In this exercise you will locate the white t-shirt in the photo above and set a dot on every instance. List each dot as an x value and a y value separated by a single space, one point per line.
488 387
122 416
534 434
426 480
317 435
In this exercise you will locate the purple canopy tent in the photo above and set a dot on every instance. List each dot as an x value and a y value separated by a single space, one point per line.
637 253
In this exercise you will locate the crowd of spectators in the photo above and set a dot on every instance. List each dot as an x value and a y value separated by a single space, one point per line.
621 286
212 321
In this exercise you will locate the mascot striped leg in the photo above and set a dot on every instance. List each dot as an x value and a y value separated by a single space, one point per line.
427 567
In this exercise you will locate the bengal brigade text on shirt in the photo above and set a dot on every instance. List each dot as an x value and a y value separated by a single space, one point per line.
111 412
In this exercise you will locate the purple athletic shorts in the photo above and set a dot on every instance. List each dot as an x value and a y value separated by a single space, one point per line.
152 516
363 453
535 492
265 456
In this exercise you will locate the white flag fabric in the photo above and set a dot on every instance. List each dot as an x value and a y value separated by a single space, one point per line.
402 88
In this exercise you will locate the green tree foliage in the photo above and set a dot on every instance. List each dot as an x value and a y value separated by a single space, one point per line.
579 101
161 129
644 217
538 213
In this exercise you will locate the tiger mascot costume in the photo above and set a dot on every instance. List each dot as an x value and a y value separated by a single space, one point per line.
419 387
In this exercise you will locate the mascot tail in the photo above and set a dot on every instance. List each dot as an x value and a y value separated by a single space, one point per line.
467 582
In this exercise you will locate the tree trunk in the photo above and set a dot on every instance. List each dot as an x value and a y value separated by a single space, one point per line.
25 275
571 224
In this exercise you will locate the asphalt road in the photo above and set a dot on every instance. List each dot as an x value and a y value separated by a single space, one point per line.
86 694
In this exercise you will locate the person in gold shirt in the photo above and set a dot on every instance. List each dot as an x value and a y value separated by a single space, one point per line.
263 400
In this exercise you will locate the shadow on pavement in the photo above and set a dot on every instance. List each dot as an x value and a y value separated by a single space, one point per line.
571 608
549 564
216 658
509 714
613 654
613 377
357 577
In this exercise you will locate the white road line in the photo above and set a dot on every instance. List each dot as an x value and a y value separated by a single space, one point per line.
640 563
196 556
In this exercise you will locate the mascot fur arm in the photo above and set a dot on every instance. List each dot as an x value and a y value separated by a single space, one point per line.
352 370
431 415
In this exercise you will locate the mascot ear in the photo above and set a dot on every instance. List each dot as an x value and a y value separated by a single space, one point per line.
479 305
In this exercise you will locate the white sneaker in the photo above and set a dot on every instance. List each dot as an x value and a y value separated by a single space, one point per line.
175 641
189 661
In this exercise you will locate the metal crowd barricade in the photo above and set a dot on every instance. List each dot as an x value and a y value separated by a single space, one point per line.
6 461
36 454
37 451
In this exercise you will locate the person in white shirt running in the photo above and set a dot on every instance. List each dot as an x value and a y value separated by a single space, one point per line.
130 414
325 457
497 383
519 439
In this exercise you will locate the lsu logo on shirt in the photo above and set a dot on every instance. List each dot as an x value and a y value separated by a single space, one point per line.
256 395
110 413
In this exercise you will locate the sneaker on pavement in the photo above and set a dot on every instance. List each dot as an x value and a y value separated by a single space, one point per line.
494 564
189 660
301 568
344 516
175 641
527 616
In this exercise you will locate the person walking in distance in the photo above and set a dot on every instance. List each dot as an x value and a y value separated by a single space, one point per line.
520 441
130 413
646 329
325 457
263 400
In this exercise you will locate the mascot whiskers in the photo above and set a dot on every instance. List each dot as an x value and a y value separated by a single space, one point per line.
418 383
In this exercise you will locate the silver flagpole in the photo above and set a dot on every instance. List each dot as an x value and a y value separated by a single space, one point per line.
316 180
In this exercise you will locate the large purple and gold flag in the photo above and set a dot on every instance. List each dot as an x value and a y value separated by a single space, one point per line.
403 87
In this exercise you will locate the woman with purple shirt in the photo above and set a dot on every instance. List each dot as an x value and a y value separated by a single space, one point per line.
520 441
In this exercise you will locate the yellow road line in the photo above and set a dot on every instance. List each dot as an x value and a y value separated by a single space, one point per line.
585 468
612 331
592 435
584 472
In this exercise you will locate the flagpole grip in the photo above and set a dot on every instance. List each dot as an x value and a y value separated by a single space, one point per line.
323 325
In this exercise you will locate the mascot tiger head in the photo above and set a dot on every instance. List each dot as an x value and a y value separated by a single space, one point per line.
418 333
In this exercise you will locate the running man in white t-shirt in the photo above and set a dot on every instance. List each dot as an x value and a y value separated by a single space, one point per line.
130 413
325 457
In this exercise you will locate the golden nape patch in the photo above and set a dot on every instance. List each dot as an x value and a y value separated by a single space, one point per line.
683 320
- - - -
Revise the data above so that every "In this exercise you will locate" becomes "Find", and keep everything else the same.

§ **Solution**:
Find the white t-shirt in the photo above and set a dot on every instance. List each dot as an x value and a y value separated by a single space, one point per line.
488 387
122 416
534 434
426 480
317 435
Find the purple canopy tent in the photo above and set a dot on every instance. List each dot as an x value and a y value separated by a single space, one point per line.
637 253
Find the crowd of spectators in the photo above and set a dot on every instance. List each dot as an x value and a y value separated by a single space, one point per line.
621 286
212 321
Find the mascot striped leg in the photo above and set a dot on every instance. List each dot as an x value and a y value separated by a single space, one point per line.
427 567
Find the bengal brigade text on shirt in the photo above and set a dot on every instance. List each dot as an x value and a y value separated by a single space, one point per line.
111 412
Find the purple athletic shorts in the photo above and set a dot on every instance. List each dot as an x value and a y value separated by a single space, one point per line.
152 516
363 453
535 492
265 456
Find the white flag fabric in the photo above and set a dot on every instance. List each dot as an x value and a y value separated by a single space, one point per line.
402 88
Find the green tree foliage in the photo above and set a dot on every instance. List each dot as an x value and a y value separated by a single space, one point per line.
579 101
161 129
644 217
538 213
Find the tiger mascot costume in the photo above and set a dot on every instance. List each dot as an x value and a y value separated by a single space, one point per line.
419 387
Find the mascot tail in the photo above and set a dot on every instance. List each dot as an x value and a y value separated by a single space, one point per line.
467 582
Find the tree trunk in the photo above and set a dot on every instance. List each dot as an x value and a y value separated by a single space, one point per line.
25 275
571 224
Find the asphalt road in the photo above and set a dot on every instance. List each dot as an x value and a y value separated by a single space, one point per line.
86 694
Find the person in gold shirt in the photo above and set a dot on every instance. List each dot as an x value and a y value separated by a single space, one point per line.
263 400
Find the shadow on pavement in the photo above and set a dot on every instance. List each dot as an x value and a y value separated by a single space, one point per line.
571 608
549 564
216 658
509 714
613 654
613 377
357 577
Find the white road line in the photo above and set a dot on every instance. List each dot as an x value and a y value separated by a single space, one point per line.
640 563
196 556
Find the mascot fur arm in the photo above and set a dot on every instance. List each dot as an x value and a y value separated by a single space, one point per line.
352 370
431 415
Find the mascot ear in the photo above and set a dot on every instance. List each dot as an x value and a y value separated by a single space, one point per line.
479 305
Find the white sneaker in the photo above and set a dot on every instance. List each dot as an x value and a y value separated by a single space, one point per line.
175 641
189 661
Find the metal crowd barricade in the photo above and set a dot on every instance. List each dot as an x value and a y value separated by a single space, one point per line.
6 461
36 454
37 451
Find the person in white shirt running in the photo above and set a dot on every instance. List each dot as an x value and a y value separated by a single space, one point per line.
130 414
325 457
497 383
519 439
Find the lsu logo on shirt in the photo above and set a dot on every instance. List each dot as an x value and a y value separated by a single space, one point per line.
256 395
110 413
Find the sneaker on pavement in the photo above and set a dot on every instance. List each dot as an x value and a y value separated by a single space, one point per line.
494 564
189 660
301 568
344 516
175 641
527 616
Find the person walking in distance in the photo above and set a dot on every instance. List each dot as an x value and a y value separated by a single space, one point per line.
520 441
130 413
646 329
325 457
263 400
Find the mascot whiskers in the photo above and set a dot on every instance. List each dot as an x value and a y value separated by a single space, one point per line.
418 383
Find the silver flagpole in the photo above and set a dot on every instance. List each dot as an x value and a y value separated by a single space, one point per line.
316 180
Find the large purple and gold flag in the photo above and set a dot on every instance. List each dot as an x value and a y value separated by a single space, one point per line.
403 87
Find the woman with purple shirt in the photo above and set a dot on every instance. List each dot as an x value and a y value separated by a single space, one point per line.
520 441
Find the yellow road line in the photo above and set a dot on every instance. List each dot as an x value and a y value separated by a single space, one point per line.
585 468
612 331
592 435
584 472
Find the flagpole grip in the photo above and set a dot on every instance. List each dot as an x value and a y value separated by a single space, one point per line.
323 325
Find the mascot tiger head in the photo above and set a dot on every instance. List each dot as an x value and a y value separated by a single space, one point per line.
418 333
Find the running man in white t-shirt in the photo above and set a dot on every instance. List each dot as an x value and a y value separated by a single space, one point per line.
130 413
325 457
Find the golden nape patch in the photo above and set a dot on every instance. List each dot as an x value and a y value separated by a single space, one point per line.
683 320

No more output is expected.